**Extract:**
Posted: Sun 21st Jan 2024

Rhondda Cynon Taf Council Considers 4.9% Council Tax Rise to Address £26m Budget Gap /

A council tax rise of just under 5% is being considered as Rhondda Cynon Taf (RCT) council makes plans to deal with a budget gap of almost £26m for next year.
The authority has set out its draft budget proposals for 2024/25 including the proposed 4.9% council tax hike, which it said would bring in just over £1m extra.
The proposals say that after absorbing non-pay inflationary costs, as all other council services need to, schools would have to contribute to balancing the overall budget gap through a 1.3% cut (£3.4m).
The proposals say schools will be allocated funding next year to cover their pay pressures and the council will provide a further £1m base budget toward non-pay costs.
The council says this will see the schools budget increase by £11.9m for next year, or 6.4%.
The council says the Welsh Government has not provided additional funding for the costs of increased teacher pay awards for the current year but costs associated with teachers’ pensions are still expected to be covered by the UK Government.
In the provisional Welsh Government settlement announced last month, RCT received a 2.8% increased in funding with its general capital funding reduced by £58,000 to £13.82m.
The Welsh Government also said the social care workforce grant is set to reduce from £45m to £35m across Wales –  a reduction of £815,000 for RCT.
The total revenue support grant and non-domestic rates funding for the council next year is expected to be £484.1m.
This left the council with a budget gap of £36.6m but with already agreed cuts totalling £10.7m to things like learning disability, supported living and day services, this gap was reduced to £25.9m.
The council’s cabinet is due to discuss theproposals at a meeting on Wednesday, January 24.
Here’s how the council is proposing to make savings:
Reduction in energy spend
The council is proposing to cut its energy spending by £4.47m. The current year increases for RCT’s energy costs were around 283% for gas and 147% for electricity.
At the time the council set the budget, forecasts were projecting lower costs for 2024-25, and an energy reserve of £5m was set up to fund any extra costs in 2023-24.

**Exercise:**
Answer these questions using the article on the council budget.
1. What council tax increase is proposed for 2024/25?
2. On what date is the council's cabinet due to discuss the proposals?
3. By what amount does the council propose to cut its energy spending?
The material that follows has no connection to the article on the council budget.

**Data section:**
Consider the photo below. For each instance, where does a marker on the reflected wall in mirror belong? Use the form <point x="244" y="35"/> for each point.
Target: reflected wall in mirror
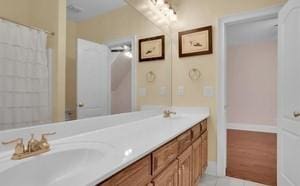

**Exercise solution:**
1. 4.9%
2. Wednesday, January 24
3. £4.47m